*Required task*
Render the stretch from the line containing "GET /detect?q=gray baseball" through the end of the data as a numbered list, both ends included and blank lines left out.
___ Task material ___
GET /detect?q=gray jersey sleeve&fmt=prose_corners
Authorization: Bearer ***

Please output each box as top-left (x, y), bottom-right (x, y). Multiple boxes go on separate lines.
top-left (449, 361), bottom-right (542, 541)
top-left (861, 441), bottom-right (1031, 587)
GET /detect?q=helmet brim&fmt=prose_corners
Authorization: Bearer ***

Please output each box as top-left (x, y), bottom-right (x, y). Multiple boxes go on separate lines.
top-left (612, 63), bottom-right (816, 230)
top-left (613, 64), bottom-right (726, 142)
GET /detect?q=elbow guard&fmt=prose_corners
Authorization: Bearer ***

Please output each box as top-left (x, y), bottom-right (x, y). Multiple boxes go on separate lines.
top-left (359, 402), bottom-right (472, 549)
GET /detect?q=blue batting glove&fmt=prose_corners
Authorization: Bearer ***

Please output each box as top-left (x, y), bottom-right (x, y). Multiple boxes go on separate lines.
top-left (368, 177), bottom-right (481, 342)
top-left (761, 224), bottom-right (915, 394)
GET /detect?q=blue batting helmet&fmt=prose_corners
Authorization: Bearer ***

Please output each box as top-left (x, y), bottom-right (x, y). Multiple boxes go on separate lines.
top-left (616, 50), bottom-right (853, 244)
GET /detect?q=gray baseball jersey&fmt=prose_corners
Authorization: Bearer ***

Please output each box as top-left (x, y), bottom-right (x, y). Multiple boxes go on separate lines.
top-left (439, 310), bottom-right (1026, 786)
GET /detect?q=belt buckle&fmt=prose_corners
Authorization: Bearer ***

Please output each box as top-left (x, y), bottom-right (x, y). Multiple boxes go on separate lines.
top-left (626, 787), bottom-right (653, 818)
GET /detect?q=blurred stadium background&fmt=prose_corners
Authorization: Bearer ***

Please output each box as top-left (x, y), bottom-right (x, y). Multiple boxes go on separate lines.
___
*Response to this exercise*
1. GET /detect?q=gray baseball jersey&fmt=prose_corners
2. Authorization: Bearer ***
3. Please output each box as top-left (x, y), bottom-right (x, y). Multiple boxes go on separate lines.
4. top-left (439, 310), bottom-right (1026, 786)
5. GET /detect?q=belt buckle&fmt=prose_corners
6. Authorization: Bearer ***
7. Please output each box as top-left (x, y), bottom-right (x, y). Multiple boxes go on separate lines.
8. top-left (626, 787), bottom-right (653, 818)
9. GET /detect?q=blurred stadium background&fmt=prose_corners
10. Authorization: Bearer ***
11. Please output each box as top-left (x, y), bottom-right (x, y). Multiple boxes go on separate lines.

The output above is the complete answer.